Stated task:
Set out the material as a Markdown table with the columns Row and Text, starting at the line containing "Map the peach" and going on through the line containing "0 58 61 115". Number each line and leave out blank lines.

Records supplied:
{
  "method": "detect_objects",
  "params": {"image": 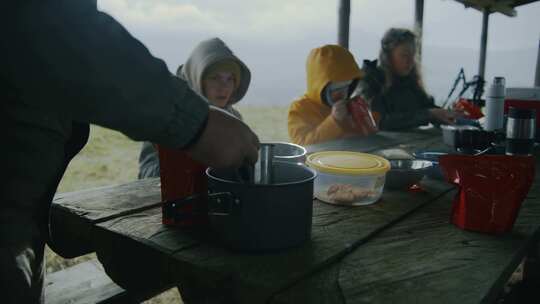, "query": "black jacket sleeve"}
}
[0,0,208,148]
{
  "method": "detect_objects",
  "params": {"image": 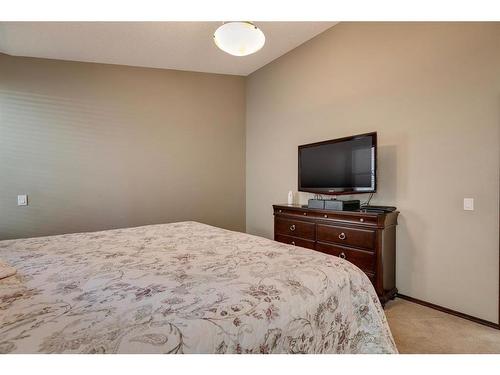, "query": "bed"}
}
[0,222,397,353]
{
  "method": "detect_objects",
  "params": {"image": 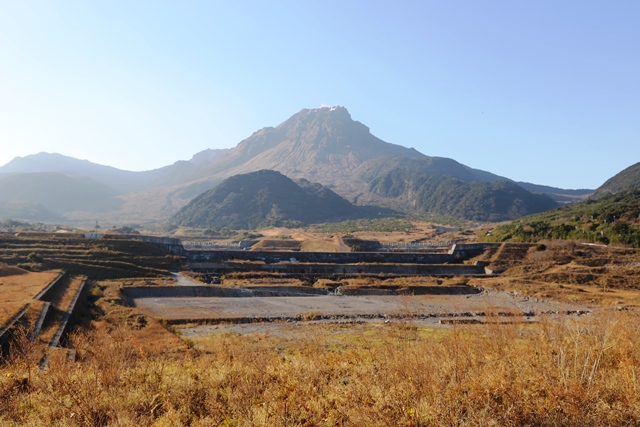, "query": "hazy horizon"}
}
[0,1,640,188]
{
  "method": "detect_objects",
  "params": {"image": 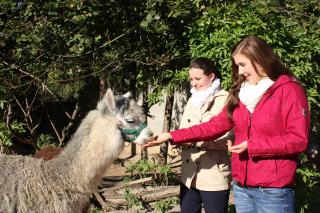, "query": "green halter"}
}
[120,123,147,142]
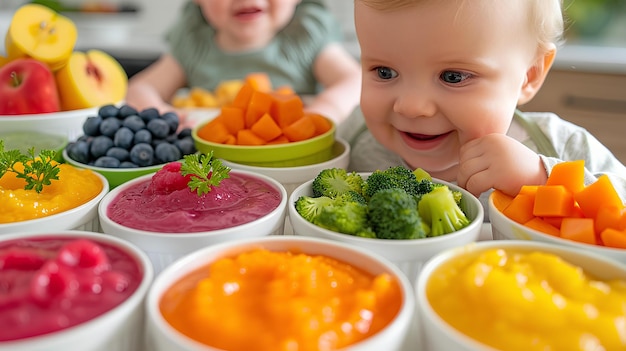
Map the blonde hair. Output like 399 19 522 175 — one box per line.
355 0 564 50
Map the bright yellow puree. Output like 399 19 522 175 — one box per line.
160 250 402 351
427 249 626 351
0 164 102 223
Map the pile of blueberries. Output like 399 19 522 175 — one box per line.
66 105 196 168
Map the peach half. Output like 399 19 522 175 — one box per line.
55 50 128 111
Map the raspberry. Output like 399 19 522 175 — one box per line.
151 162 191 194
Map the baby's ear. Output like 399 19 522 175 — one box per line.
517 45 556 105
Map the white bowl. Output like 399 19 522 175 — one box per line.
0 106 100 141
0 230 154 351
415 240 626 351
287 173 484 282
146 236 415 351
98 170 287 273
0 172 109 234
488 196 626 264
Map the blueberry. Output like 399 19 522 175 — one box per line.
130 143 154 167
89 135 113 159
119 161 139 168
133 129 152 145
117 105 137 119
139 107 160 123
113 127 135 150
174 137 196 155
98 104 119 118
178 128 191 139
93 156 120 168
154 143 182 163
83 116 102 136
100 118 122 138
122 115 146 132
106 146 130 161
67 141 89 163
161 112 180 133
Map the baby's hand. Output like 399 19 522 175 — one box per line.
457 134 548 196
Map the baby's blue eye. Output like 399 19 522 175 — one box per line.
439 71 471 84
376 67 398 79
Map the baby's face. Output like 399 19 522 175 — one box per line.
194 0 300 51
355 0 537 179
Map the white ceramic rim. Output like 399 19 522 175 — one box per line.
488 195 626 258
0 230 154 350
0 172 109 235
98 169 288 238
146 235 416 351
415 240 626 351
288 172 485 247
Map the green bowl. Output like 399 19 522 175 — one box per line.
63 149 165 189
191 121 336 167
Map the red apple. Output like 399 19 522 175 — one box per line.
0 58 61 115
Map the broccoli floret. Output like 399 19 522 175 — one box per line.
335 190 367 205
363 166 419 199
311 168 364 198
417 185 470 236
313 198 371 236
368 188 427 239
295 196 334 223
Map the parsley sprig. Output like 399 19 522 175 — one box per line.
180 151 230 196
0 140 61 193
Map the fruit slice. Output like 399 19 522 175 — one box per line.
5 4 78 71
56 50 128 111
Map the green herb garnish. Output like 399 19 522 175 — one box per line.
180 151 230 196
0 140 61 193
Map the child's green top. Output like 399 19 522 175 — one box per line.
166 0 341 94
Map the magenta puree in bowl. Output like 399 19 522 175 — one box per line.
0 236 142 340
107 171 281 233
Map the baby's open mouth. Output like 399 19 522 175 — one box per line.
405 133 449 141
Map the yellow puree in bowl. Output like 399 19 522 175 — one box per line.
427 249 626 351
160 249 402 351
0 164 103 223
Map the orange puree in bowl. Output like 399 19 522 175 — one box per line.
0 164 103 223
160 250 402 351
427 249 626 351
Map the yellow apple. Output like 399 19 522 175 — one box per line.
55 50 128 111
5 4 78 71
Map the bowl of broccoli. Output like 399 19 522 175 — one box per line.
288 166 484 282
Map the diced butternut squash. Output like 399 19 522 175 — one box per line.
502 194 535 224
574 174 624 218
237 129 265 145
283 116 315 142
198 119 231 144
245 91 272 128
269 93 304 128
524 217 561 236
600 228 626 249
244 72 272 93
533 185 575 217
250 113 283 142
546 160 585 194
561 218 598 245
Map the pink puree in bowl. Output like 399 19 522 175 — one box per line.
107 162 281 233
0 236 142 341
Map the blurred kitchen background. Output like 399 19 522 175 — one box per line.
0 0 626 163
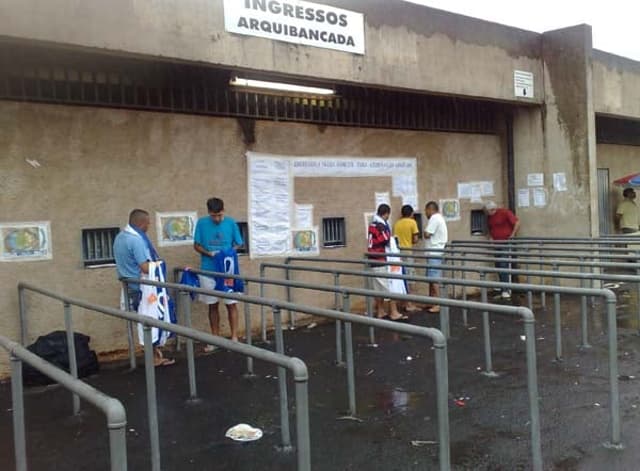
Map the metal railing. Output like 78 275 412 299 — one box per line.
0 335 127 471
176 270 542 470
262 257 622 449
141 269 452 471
18 280 311 471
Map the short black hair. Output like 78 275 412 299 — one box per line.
207 198 224 213
400 204 413 218
129 209 149 226
424 201 440 211
378 203 391 216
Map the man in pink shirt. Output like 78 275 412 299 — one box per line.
484 201 520 299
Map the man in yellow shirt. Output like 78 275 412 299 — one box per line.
616 188 638 234
393 204 420 312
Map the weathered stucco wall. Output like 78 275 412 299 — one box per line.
0 0 543 102
537 25 598 237
0 102 504 372
593 50 640 119
598 144 640 232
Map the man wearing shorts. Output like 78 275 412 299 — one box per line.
193 198 243 352
424 201 449 313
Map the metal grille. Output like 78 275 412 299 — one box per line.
82 227 120 267
237 222 249 255
0 42 503 134
598 168 613 235
322 218 347 247
471 209 487 235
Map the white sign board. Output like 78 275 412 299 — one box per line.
513 70 533 98
224 0 364 54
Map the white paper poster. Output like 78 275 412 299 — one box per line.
527 173 544 186
402 195 420 211
533 188 547 208
294 204 313 229
248 155 293 257
363 212 376 239
374 191 391 211
440 199 460 221
553 173 567 191
513 70 534 98
224 0 365 54
518 188 531 208
470 183 482 203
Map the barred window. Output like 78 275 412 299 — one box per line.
471 209 487 235
322 218 347 247
82 227 120 267
237 222 249 255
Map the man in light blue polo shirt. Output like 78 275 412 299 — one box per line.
113 209 175 366
193 198 243 352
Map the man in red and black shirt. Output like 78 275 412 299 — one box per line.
367 204 406 321
484 201 520 299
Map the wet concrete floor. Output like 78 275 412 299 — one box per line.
0 285 640 471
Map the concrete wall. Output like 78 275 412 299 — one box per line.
598 144 640 232
593 51 640 119
0 0 543 102
0 102 505 373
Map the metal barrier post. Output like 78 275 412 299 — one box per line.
434 339 451 471
333 273 349 366
294 366 311 471
107 400 127 471
538 242 547 309
143 325 160 471
122 281 136 370
364 263 376 348
244 280 255 378
460 252 469 327
11 355 27 471
579 264 591 349
606 296 624 450
178 291 198 402
553 263 562 361
342 293 356 417
18 289 29 347
63 302 80 415
272 307 293 451
260 265 269 343
524 315 542 471
480 272 498 378
284 268 296 330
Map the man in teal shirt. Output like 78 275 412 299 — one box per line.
193 198 243 352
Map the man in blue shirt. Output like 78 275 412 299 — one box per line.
193 198 243 352
113 209 175 366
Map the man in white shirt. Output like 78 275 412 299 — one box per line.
424 201 449 313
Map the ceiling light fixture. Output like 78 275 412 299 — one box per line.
229 77 335 95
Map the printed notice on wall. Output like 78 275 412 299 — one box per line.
527 173 544 186
224 0 364 54
294 204 313 229
518 188 531 208
248 156 293 257
513 70 533 98
533 188 547 208
553 173 567 191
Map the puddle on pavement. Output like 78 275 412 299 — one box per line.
374 388 424 415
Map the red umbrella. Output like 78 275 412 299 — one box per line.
613 173 640 187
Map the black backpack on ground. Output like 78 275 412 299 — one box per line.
22 330 100 386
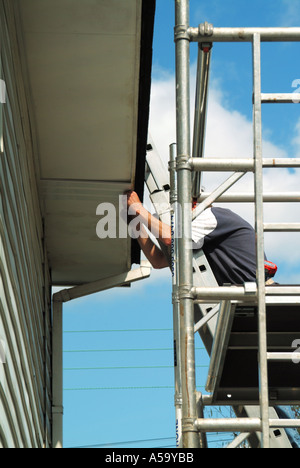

Exercise output:
| Row | Text |
|---|---|
| 1 | Map the peach half. Output like 399 19 522 175 — one box per line. |
| 2 | 55 50 128 111 |
| 3 | Map the raspberry. Output like 399 19 522 175 — one box per line. |
| 4 | 151 162 191 194 |
| 5 | Map the baby's ear. Output like 399 19 522 175 — one box per line. |
| 6 | 517 45 556 105 |
| 7 | Map the white bowl. Output like 399 19 522 175 — one box per line. |
| 8 | 0 106 100 141 |
| 9 | 0 230 154 351 |
| 10 | 415 240 626 351 |
| 11 | 287 173 484 282 |
| 12 | 146 236 415 351 |
| 13 | 98 170 287 273 |
| 14 | 0 172 109 234 |
| 15 | 488 196 626 264 |
| 16 | Map the blueberry. Output like 399 19 522 175 — one box per line. |
| 17 | 130 143 154 167 |
| 18 | 89 135 113 159 |
| 19 | 119 161 139 168 |
| 20 | 133 129 152 145 |
| 21 | 117 105 137 119 |
| 22 | 139 107 160 123 |
| 23 | 113 127 135 150 |
| 24 | 174 137 196 155 |
| 25 | 98 104 119 118 |
| 26 | 178 128 191 139 |
| 27 | 93 156 120 168 |
| 28 | 154 143 182 163 |
| 29 | 83 116 102 136 |
| 30 | 100 118 122 138 |
| 31 | 122 115 146 132 |
| 32 | 106 146 130 161 |
| 33 | 67 141 89 163 |
| 34 | 161 112 180 133 |
| 35 | Map the baby's hand. Output like 399 19 522 175 — one box per line. |
| 36 | 457 134 548 196 |
| 37 | Map the baby's blue eye. Output like 399 19 522 175 — one box per line. |
| 38 | 439 71 471 84 |
| 39 | 376 67 398 79 |
| 40 | Map the baby's face. Output like 399 19 522 175 — one box per line. |
| 41 | 194 0 300 51 |
| 42 | 355 0 537 179 |
| 43 | Map the white ceramic rim. Output like 399 19 522 175 — one box per line. |
| 44 | 488 195 626 258 |
| 45 | 0 230 154 350 |
| 46 | 0 172 109 235 |
| 47 | 98 169 288 238 |
| 48 | 146 235 416 351 |
| 49 | 415 240 626 351 |
| 50 | 288 172 485 247 |
| 51 | Map the green bowl. Output like 399 19 522 175 — one box per line. |
| 52 | 63 149 165 189 |
| 53 | 191 121 336 167 |
| 54 | Map the red apple. Output like 399 19 522 175 — one box per line. |
| 55 | 0 58 61 115 |